[Extracted data entries]
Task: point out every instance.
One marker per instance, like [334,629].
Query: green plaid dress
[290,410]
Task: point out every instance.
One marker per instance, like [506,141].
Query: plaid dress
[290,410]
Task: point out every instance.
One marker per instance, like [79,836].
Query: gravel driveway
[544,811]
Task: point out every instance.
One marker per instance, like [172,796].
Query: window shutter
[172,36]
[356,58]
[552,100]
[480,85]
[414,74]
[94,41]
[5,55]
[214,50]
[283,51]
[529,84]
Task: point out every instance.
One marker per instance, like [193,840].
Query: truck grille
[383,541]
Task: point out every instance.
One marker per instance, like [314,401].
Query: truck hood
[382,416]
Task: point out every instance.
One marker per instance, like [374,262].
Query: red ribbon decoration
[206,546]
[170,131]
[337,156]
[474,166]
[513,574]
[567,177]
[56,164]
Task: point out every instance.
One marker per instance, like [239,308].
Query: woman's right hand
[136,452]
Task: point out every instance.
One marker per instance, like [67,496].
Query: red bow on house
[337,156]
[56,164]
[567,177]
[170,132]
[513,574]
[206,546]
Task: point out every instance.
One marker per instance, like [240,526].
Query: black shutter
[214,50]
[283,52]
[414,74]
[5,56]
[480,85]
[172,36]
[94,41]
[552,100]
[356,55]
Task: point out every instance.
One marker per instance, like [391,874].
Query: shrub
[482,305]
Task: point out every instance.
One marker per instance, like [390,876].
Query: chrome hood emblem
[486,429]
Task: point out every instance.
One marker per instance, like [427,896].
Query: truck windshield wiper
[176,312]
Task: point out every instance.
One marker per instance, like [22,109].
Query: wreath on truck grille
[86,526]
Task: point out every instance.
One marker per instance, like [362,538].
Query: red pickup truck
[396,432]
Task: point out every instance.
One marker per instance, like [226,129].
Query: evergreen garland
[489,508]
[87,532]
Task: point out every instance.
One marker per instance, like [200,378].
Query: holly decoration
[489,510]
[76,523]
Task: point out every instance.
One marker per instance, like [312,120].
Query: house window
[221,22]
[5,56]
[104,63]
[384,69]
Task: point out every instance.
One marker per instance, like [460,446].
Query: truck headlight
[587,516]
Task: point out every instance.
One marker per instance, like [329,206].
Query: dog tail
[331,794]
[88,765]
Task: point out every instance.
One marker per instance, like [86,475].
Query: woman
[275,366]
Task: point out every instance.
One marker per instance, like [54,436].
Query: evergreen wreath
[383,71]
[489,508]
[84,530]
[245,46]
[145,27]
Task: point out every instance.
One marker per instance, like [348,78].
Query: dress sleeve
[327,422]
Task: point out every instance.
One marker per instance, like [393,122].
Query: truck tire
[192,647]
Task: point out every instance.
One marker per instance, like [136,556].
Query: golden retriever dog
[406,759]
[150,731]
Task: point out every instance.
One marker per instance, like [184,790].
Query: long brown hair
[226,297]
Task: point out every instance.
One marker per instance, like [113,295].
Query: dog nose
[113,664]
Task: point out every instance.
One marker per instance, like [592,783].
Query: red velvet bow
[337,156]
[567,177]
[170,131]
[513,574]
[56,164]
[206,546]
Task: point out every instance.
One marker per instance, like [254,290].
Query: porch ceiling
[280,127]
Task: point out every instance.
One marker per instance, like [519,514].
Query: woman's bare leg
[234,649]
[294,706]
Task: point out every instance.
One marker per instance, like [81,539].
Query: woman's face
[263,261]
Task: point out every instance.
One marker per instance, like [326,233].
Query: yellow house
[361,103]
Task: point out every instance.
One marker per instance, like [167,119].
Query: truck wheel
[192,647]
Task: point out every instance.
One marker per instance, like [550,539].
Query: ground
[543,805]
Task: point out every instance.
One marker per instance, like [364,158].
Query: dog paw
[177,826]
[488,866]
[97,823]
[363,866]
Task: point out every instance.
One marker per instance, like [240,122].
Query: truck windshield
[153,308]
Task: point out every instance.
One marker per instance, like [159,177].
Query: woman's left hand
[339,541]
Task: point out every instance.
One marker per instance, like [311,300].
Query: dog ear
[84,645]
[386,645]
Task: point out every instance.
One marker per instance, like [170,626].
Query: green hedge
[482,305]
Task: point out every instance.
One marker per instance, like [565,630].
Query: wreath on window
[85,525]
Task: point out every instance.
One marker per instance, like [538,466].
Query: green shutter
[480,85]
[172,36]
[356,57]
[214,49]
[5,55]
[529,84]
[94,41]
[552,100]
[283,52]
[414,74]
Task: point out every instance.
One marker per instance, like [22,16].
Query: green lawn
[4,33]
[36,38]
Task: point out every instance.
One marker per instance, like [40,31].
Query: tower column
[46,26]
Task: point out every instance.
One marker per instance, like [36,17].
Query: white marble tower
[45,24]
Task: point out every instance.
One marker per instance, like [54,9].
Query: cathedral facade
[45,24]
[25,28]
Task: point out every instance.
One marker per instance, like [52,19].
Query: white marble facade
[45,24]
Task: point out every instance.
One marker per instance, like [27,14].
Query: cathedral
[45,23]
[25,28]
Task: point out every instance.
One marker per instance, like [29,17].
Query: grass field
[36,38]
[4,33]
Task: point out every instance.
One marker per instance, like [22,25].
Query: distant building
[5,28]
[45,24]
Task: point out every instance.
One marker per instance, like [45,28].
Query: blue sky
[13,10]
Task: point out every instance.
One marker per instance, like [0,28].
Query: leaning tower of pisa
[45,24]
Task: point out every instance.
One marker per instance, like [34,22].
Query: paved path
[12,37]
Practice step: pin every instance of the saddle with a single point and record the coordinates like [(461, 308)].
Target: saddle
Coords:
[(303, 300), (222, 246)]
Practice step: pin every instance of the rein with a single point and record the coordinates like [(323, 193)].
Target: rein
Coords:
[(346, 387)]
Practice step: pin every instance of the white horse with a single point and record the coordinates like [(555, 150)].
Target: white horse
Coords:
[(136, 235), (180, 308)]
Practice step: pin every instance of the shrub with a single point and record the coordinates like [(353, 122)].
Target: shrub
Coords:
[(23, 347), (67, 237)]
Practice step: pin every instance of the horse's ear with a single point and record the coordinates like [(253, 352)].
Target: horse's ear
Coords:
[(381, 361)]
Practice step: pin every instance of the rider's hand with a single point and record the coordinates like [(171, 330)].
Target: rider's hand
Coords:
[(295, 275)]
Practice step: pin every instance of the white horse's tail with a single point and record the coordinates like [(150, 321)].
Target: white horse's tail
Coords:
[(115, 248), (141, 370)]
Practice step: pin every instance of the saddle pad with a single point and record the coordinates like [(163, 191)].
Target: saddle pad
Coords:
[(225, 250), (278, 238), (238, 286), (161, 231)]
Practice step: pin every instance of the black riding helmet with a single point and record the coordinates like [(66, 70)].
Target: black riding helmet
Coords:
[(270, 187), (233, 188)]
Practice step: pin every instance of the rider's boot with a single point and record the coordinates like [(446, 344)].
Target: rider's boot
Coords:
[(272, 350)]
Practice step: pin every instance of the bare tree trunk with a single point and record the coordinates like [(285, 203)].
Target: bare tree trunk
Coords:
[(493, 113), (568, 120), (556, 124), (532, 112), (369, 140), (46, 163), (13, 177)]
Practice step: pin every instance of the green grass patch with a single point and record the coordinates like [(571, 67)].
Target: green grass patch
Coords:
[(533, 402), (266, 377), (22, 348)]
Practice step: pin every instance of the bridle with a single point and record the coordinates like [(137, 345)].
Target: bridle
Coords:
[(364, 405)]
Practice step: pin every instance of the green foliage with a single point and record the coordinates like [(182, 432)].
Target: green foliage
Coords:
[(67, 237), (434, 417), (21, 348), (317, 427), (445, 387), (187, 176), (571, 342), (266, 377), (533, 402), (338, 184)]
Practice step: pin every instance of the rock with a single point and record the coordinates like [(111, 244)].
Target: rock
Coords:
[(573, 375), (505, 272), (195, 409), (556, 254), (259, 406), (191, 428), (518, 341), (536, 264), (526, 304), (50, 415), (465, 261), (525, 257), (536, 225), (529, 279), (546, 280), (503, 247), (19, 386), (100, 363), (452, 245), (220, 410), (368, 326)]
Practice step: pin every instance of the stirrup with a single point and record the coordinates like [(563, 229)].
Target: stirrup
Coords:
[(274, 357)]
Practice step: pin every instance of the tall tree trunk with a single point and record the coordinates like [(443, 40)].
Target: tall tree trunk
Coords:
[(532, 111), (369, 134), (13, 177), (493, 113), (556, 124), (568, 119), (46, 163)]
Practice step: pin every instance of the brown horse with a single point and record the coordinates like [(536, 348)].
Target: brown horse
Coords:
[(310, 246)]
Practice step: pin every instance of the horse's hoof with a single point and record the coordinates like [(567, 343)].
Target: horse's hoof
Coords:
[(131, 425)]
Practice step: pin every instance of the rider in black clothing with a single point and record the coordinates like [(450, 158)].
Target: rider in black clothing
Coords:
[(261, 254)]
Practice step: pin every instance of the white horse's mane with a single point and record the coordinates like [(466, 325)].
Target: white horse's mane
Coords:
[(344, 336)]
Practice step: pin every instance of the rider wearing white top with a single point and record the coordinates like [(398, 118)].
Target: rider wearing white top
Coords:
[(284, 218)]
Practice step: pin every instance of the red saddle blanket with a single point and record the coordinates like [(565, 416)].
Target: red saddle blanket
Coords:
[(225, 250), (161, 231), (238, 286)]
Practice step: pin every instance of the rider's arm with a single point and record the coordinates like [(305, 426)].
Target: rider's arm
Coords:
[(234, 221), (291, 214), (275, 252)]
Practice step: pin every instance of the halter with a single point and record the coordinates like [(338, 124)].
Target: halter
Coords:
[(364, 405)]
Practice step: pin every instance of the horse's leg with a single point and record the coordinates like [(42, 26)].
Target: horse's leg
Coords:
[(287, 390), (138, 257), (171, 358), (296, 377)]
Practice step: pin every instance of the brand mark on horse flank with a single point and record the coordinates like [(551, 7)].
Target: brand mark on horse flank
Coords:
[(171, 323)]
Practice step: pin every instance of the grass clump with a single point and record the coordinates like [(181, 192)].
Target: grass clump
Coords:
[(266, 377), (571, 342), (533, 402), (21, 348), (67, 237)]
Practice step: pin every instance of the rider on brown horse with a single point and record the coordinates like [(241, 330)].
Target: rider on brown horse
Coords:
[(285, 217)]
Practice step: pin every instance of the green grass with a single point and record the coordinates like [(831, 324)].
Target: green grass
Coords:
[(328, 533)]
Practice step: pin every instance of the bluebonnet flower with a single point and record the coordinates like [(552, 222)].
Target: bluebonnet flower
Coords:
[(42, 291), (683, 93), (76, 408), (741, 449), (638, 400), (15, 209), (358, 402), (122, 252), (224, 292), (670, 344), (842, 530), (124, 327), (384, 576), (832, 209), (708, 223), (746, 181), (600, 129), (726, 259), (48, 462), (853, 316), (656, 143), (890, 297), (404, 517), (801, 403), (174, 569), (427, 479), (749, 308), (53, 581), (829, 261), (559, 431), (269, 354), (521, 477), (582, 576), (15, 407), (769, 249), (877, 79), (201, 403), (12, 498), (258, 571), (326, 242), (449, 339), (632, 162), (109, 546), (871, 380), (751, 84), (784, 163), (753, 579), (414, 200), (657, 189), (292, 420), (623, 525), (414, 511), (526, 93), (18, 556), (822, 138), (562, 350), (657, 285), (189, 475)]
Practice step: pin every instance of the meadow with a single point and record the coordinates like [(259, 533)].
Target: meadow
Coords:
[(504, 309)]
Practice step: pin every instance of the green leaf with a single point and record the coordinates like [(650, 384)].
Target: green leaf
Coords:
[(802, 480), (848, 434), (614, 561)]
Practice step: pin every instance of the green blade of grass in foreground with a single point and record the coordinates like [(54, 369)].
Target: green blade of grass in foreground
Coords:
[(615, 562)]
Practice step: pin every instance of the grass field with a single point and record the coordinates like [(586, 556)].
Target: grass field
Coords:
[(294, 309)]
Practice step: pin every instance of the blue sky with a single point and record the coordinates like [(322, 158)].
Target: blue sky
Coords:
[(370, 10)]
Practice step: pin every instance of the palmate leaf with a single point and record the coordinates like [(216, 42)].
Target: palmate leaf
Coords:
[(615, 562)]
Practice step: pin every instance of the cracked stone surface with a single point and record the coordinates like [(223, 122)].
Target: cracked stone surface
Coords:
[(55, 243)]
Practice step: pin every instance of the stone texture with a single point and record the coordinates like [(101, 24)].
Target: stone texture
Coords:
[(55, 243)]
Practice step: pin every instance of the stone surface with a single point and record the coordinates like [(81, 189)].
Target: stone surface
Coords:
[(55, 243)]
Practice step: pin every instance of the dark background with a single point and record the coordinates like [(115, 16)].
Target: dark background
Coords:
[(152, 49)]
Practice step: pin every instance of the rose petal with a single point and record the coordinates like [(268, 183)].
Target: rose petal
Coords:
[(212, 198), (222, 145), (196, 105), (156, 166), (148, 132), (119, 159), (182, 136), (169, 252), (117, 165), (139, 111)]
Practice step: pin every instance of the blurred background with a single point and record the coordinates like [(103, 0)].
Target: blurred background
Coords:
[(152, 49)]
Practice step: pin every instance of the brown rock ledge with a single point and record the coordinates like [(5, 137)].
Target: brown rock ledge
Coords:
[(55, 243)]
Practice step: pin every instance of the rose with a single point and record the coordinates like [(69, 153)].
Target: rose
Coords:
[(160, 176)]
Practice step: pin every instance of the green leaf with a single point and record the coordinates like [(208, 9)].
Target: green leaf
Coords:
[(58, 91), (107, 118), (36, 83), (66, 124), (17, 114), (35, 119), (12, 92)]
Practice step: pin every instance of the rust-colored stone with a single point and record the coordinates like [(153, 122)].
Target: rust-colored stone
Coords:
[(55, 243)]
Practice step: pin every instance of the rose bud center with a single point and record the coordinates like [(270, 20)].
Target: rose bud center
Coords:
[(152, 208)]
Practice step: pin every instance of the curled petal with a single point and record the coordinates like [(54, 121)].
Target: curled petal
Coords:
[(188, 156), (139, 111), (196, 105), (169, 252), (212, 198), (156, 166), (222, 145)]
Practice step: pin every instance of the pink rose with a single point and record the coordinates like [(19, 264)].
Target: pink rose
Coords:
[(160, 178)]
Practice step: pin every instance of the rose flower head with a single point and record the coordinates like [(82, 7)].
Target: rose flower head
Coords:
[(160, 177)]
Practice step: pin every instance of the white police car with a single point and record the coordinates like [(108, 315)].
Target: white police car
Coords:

TASK TO COMPLETE:
Using the entries above, return exactly the lines from the line with "Target: rider on brown horse" to the line with "Target: bluebonnet flower", counting both of those lines.

RESPONSE TO THIS TASK:
Target: rider on brown horse
Coords:
[(285, 217)]
Practice step: pin every instance of the green grass with a single point and record the coordinates like [(831, 324)].
Target: green grass
Coords:
[(328, 533)]
Practice step: pin every instance of the bluebonnet flower with a single point and record the coordinates like [(552, 222)].
Target: bluebonnet flower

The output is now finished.